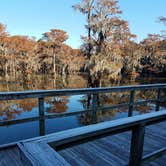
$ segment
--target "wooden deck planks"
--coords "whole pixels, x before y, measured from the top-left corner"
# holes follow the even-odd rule
[[[144,155],[166,146],[166,122],[152,125],[146,128]],[[131,132],[125,132],[114,136],[84,143],[68,149],[60,150],[59,154],[71,165],[80,166],[79,162],[71,160],[71,153],[77,156],[75,159],[89,163],[91,166],[127,165],[130,151]],[[162,156],[147,166],[164,166],[166,156]]]
[[[0,151],[0,166],[24,166],[17,147]]]
[[[124,132],[60,150],[58,153],[72,166],[123,166],[128,163],[130,139],[131,132]],[[165,147],[166,122],[148,126],[144,143],[144,155]],[[165,161],[166,155],[145,166],[164,166]],[[0,150],[0,166],[10,165],[24,165],[18,147]]]

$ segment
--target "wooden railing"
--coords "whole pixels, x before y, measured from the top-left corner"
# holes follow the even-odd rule
[[[166,83],[164,84],[150,84],[150,85],[134,85],[134,86],[115,86],[104,88],[84,88],[84,89],[63,89],[63,90],[36,90],[36,91],[21,91],[21,92],[0,92],[0,100],[18,100],[38,98],[39,116],[0,121],[0,126],[12,125],[19,123],[26,123],[30,121],[51,119],[56,117],[73,116],[87,112],[96,112],[97,110],[111,110],[115,108],[128,107],[128,117],[133,115],[133,108],[136,105],[146,104],[148,102],[156,103],[156,111],[160,110],[160,103],[166,101],[166,97],[160,98],[161,91],[166,89]],[[134,96],[136,91],[140,90],[157,90],[157,96],[155,99],[147,99],[141,101],[135,101]],[[117,105],[98,107],[97,95],[101,93],[112,92],[130,92],[130,98],[128,103],[122,103]],[[58,114],[45,115],[44,98],[53,96],[72,96],[72,95],[92,95],[92,107],[87,110],[65,112]]]
[[[90,89],[65,89],[65,90],[42,90],[42,91],[25,91],[25,92],[1,92],[0,100],[18,100],[18,99],[27,99],[27,98],[38,98],[39,104],[39,116],[33,118],[26,119],[16,119],[11,121],[1,121],[0,126],[3,125],[11,125],[18,123],[25,123],[28,121],[39,120],[41,125],[44,126],[45,118],[56,118],[62,116],[73,116],[81,113],[96,112],[98,110],[110,110],[114,108],[126,107],[128,106],[128,118],[122,118],[115,121],[103,122],[95,125],[85,126],[81,128],[71,129],[67,131],[63,131],[60,133],[55,133],[51,135],[46,135],[44,137],[33,138],[30,140],[23,141],[22,143],[47,143],[52,147],[57,148],[65,148],[68,146],[72,146],[75,144],[80,144],[83,141],[89,141],[96,138],[101,138],[111,134],[122,133],[124,131],[132,131],[132,139],[131,139],[131,148],[130,148],[130,166],[141,165],[142,162],[146,162],[147,160],[151,160],[156,156],[159,156],[162,153],[165,153],[166,148],[162,148],[156,152],[153,152],[149,155],[142,157],[143,152],[143,143],[144,143],[144,135],[145,128],[148,125],[155,124],[158,122],[162,122],[166,120],[166,110],[160,110],[160,103],[165,102],[165,96],[161,98],[162,90],[166,89],[166,84],[154,84],[154,85],[136,85],[136,86],[121,86],[121,87],[110,87],[110,88],[90,88]],[[157,90],[157,95],[155,99],[147,99],[141,101],[135,101],[134,96],[135,92],[139,90]],[[97,95],[100,93],[112,93],[112,92],[130,92],[129,102],[98,107]],[[71,96],[71,95],[92,95],[92,107],[88,110],[82,110],[77,112],[66,112],[62,114],[54,114],[54,115],[45,115],[44,110],[44,98],[51,96]],[[148,102],[155,102],[157,112],[144,114],[140,116],[133,116],[133,110],[135,105],[141,105]],[[44,135],[41,134],[41,135]],[[33,155],[33,153],[32,153]],[[34,156],[35,157],[35,156]]]

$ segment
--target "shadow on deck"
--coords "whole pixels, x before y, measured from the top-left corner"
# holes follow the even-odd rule
[[[79,128],[78,128],[79,129]],[[143,155],[147,155],[152,153],[153,151],[159,150],[165,147],[166,144],[166,123],[160,122],[154,125],[150,125],[146,127],[145,132],[145,140],[144,140],[144,150]],[[63,132],[60,133],[62,135]],[[56,134],[58,135],[58,133]],[[48,136],[44,136],[40,138],[35,138],[34,140],[25,141],[25,144],[29,144],[31,142],[41,143],[43,140],[47,139]],[[52,137],[50,135],[50,137]],[[51,138],[52,139],[52,138]],[[41,141],[42,140],[42,141]],[[54,158],[52,154],[55,152],[56,158],[58,161],[63,161],[62,163],[54,163],[54,159],[52,160],[52,165],[72,165],[72,166],[121,166],[128,165],[129,156],[130,156],[130,142],[131,142],[131,132],[123,132],[120,134],[116,134],[113,136],[106,136],[103,138],[95,139],[93,141],[88,141],[85,143],[81,143],[79,145],[74,145],[69,148],[57,148],[54,151],[52,148],[47,149],[48,147],[43,146],[45,154],[40,153],[41,149],[36,147],[32,147],[32,156],[36,155],[39,159],[39,165],[50,165],[50,163],[42,162],[45,160],[46,155],[48,155],[51,149],[51,157]],[[50,147],[50,146],[49,146]],[[24,157],[26,153],[29,151],[28,146],[24,146],[22,152],[22,147],[20,145],[12,145],[10,147],[3,147],[0,149],[0,166],[22,166],[22,165],[36,165],[31,164],[27,161],[27,158]],[[38,152],[35,152],[38,151]],[[57,153],[56,153],[57,152]],[[24,155],[22,155],[24,153]],[[29,154],[28,154],[29,155]],[[54,155],[54,154],[53,154]],[[30,156],[28,159],[32,159]],[[41,161],[40,161],[41,160]],[[46,159],[47,161],[47,159]],[[152,165],[152,166],[162,166],[165,165],[166,155],[159,157],[153,161],[145,163],[144,165]],[[36,161],[34,160],[34,163]],[[33,162],[32,162],[33,163]],[[41,164],[42,163],[42,164]]]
==========
» **Your goal**: Each line in the records above should be reproduced exactly; images are not copied.

» **Full answer**:
$ segment
--target "wooden deck planks"
--coords "whole pixels, x before y, measured from the top-left corner"
# holes follow the even-odd rule
[[[144,155],[166,146],[166,122],[152,125],[146,128]],[[131,132],[125,132],[114,136],[84,143],[68,149],[60,150],[59,154],[71,165],[80,166],[79,162],[71,160],[71,153],[77,156],[75,159],[89,163],[91,166],[127,165],[130,151]],[[162,156],[147,166],[164,166],[166,156]]]
[[[0,151],[0,166],[24,166],[17,147]]]
[[[124,132],[60,150],[58,153],[72,166],[123,166],[128,163],[130,139],[131,132]],[[165,147],[166,122],[148,126],[144,143],[144,155]],[[165,161],[166,155],[145,166],[164,166]],[[0,150],[0,166],[10,165],[24,165],[18,147]]]

$ segment
--target "wooden railing"
--coords "whole pixels, x before y, measured from the top-left corner"
# holes follow the even-odd rule
[[[166,83],[164,84],[150,84],[150,85],[134,85],[134,86],[115,86],[104,88],[84,88],[84,89],[63,89],[63,90],[36,90],[36,91],[21,91],[21,92],[0,92],[0,100],[18,100],[38,98],[39,116],[0,121],[0,126],[12,125],[19,123],[26,123],[30,121],[51,119],[56,117],[73,116],[87,112],[96,112],[97,110],[111,110],[115,108],[128,107],[128,117],[133,115],[133,108],[136,105],[146,104],[148,102],[156,103],[156,111],[160,110],[160,103],[166,101],[166,97],[160,98],[161,91],[166,89]],[[134,96],[136,91],[140,90],[157,90],[157,96],[155,99],[147,99],[141,101],[135,101]],[[117,105],[98,107],[97,95],[101,93],[112,92],[130,92],[130,98],[128,103],[122,103]],[[58,114],[45,115],[44,98],[53,96],[72,96],[72,95],[92,95],[92,107],[87,110],[65,112]]]
[[[90,89],[65,89],[65,90],[42,90],[42,91],[25,91],[25,92],[1,92],[0,100],[18,100],[18,99],[27,99],[27,98],[38,98],[39,104],[39,116],[33,118],[26,119],[16,119],[11,121],[1,121],[0,126],[3,125],[11,125],[18,123],[25,123],[28,121],[39,120],[41,125],[44,126],[45,118],[56,118],[62,116],[73,116],[81,113],[96,112],[98,110],[110,110],[114,108],[126,107],[128,106],[128,118],[122,118],[115,121],[103,122],[95,125],[85,126],[81,128],[71,129],[67,131],[63,131],[60,133],[55,133],[51,135],[46,135],[44,137],[33,138],[30,140],[23,141],[22,143],[47,143],[52,147],[57,148],[65,148],[68,146],[72,146],[75,144],[80,144],[83,141],[89,141],[96,138],[101,138],[111,134],[122,133],[124,131],[132,131],[132,139],[131,139],[131,148],[130,148],[130,166],[141,165],[142,162],[146,162],[147,160],[151,160],[156,156],[159,156],[162,153],[165,153],[166,148],[162,148],[156,152],[153,152],[149,155],[142,157],[143,152],[143,143],[144,143],[144,135],[145,128],[148,125],[155,124],[158,122],[162,122],[166,120],[166,110],[160,110],[160,103],[165,102],[165,96],[161,98],[162,90],[166,89],[166,84],[154,84],[154,85],[136,85],[136,86],[121,86],[121,87],[110,87],[110,88],[90,88]],[[157,90],[157,95],[155,99],[147,99],[141,101],[135,101],[134,96],[135,92],[139,90]],[[97,95],[100,93],[112,93],[112,92],[130,92],[129,102],[98,107]],[[71,96],[71,95],[92,95],[92,107],[88,110],[82,110],[77,112],[66,112],[62,114],[54,114],[54,115],[45,115],[44,110],[44,98],[51,96]],[[148,102],[155,102],[157,112],[144,114],[140,116],[133,116],[133,110],[135,105],[141,105]],[[44,135],[41,134],[41,135]],[[33,155],[33,153],[32,153]],[[34,156],[35,157],[35,156]]]

$ segment
--target "shadow on deck"
--coords "whole pixels, x before y, measured from the top-left corner"
# holes follow the even-odd rule
[[[79,128],[78,128],[79,129]],[[143,155],[147,155],[152,153],[153,151],[159,150],[165,147],[166,144],[166,123],[160,122],[154,125],[150,125],[146,127],[145,132],[145,140],[144,140],[144,150]],[[63,132],[60,133],[62,135]],[[56,134],[58,135],[58,133]],[[48,136],[44,136],[40,138],[35,138],[34,140],[25,141],[25,144],[29,144],[31,142],[41,143],[43,140],[47,139]],[[52,137],[50,135],[50,137]],[[51,138],[52,139],[52,138]],[[41,141],[42,140],[42,141]],[[54,158],[52,154],[55,152],[56,158],[58,161],[63,161],[62,163],[54,163],[54,159],[52,160],[52,165],[72,165],[72,166],[121,166],[128,165],[129,156],[130,156],[130,142],[131,142],[131,132],[123,132],[120,134],[116,134],[113,136],[106,136],[103,138],[95,139],[93,141],[88,141],[85,143],[81,143],[79,145],[74,145],[69,148],[57,148],[54,151],[52,148],[47,149],[48,147],[43,146],[45,154],[40,153],[41,149],[36,147],[32,147],[32,156],[36,155],[39,159],[39,165],[50,165],[50,163],[42,162],[45,160],[46,155],[48,155],[51,149],[51,157]],[[50,147],[50,146],[49,146]],[[24,157],[26,153],[29,151],[28,146],[24,146],[22,152],[22,147],[20,145],[12,145],[10,147],[3,147],[0,149],[0,166],[22,166],[22,165],[36,165],[31,164],[27,161],[27,158]],[[38,152],[35,152],[38,151]],[[57,153],[56,153],[57,152]],[[24,155],[22,155],[24,153]],[[29,154],[28,154],[29,155]],[[54,155],[54,154],[53,154]],[[30,156],[28,159],[32,159]],[[41,161],[40,161],[41,160]],[[46,159],[47,161],[47,159]],[[152,165],[152,166],[162,166],[165,165],[166,155],[159,157],[153,161],[145,163],[144,165]],[[36,161],[34,160],[34,163]],[[33,162],[32,162],[33,163]],[[41,164],[42,163],[42,164]]]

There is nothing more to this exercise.